— begin TEXT EXCERPT —
Our common stock currently trades on the NYSE MKT, although our common stock’s trading volume is very low.   Liquid and active trading markets usually result in less price volatility and more efficiency in carrying out investors’ purchase and sale orders. However, our common stock may continue to have limited trading volume, and many investors may not be interested in owning our common stock because of the inability to acquire or sell a substantial block of our common stock at one time.  Such illiquidity could have an adverse effect on the market price of our common stock.  In addition, a shareholder may not be able to borrow funds using our common stock as collateral because lenders may be unwilling to accept the pledge of securities having such a limited market.  We cannot assure you that an active trading market for our common stock will develop or, if one develops, be sustained.
 
We do not presently intend to pay any cash dividends on or repurchase any shares of our common stock.
— end TEXT EXCERPT —
— begin EXCERPTED RECORDS —
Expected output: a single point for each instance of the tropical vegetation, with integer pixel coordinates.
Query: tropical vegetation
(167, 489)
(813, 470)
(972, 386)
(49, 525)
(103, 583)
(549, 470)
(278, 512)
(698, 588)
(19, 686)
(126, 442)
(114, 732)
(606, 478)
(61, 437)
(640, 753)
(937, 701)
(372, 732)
— end EXCERPTED RECORDS —
DIRECTION: In the text about the company's common stock, why might a shareholder be unable to use the stock as collateral for a loan?

THE ANSWER: Lenders may be unwilling to accept a pledge of securities with such a limited market.